| INSTRUCTION |
Show each line in the records below that contains the string "query".

[Rows from an object pointing dataset]
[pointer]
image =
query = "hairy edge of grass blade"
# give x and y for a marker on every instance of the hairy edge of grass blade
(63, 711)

...

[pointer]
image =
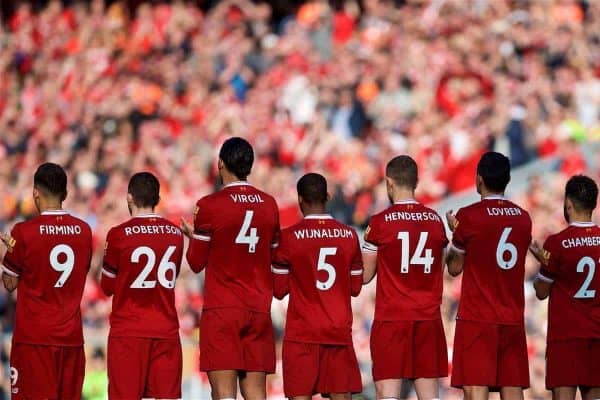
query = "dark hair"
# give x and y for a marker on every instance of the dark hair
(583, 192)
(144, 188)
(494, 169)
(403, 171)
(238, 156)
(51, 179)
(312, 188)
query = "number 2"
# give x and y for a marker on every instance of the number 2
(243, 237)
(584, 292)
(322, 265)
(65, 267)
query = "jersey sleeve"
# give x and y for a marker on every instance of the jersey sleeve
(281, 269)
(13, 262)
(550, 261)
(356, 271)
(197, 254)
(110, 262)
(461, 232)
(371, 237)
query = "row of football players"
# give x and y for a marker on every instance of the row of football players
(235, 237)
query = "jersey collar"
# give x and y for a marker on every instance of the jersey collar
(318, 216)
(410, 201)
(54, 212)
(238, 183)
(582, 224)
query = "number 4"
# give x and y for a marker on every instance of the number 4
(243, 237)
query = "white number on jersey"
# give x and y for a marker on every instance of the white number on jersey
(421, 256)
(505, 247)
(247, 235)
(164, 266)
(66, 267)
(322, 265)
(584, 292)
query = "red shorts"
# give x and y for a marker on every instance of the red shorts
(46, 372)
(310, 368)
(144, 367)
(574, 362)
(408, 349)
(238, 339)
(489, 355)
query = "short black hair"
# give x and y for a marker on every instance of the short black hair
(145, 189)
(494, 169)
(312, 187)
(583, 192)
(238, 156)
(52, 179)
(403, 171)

| WRITTEN ANSWER |
query = "hairy edge of grass blade"
query = "dark hair"
query = "number 2"
query = "jersey sleeve"
query = "row of football players"
query = "jersey collar"
query = "number 4"
query = "white number on jersey"
query = "red shorts"
query = "short black hair"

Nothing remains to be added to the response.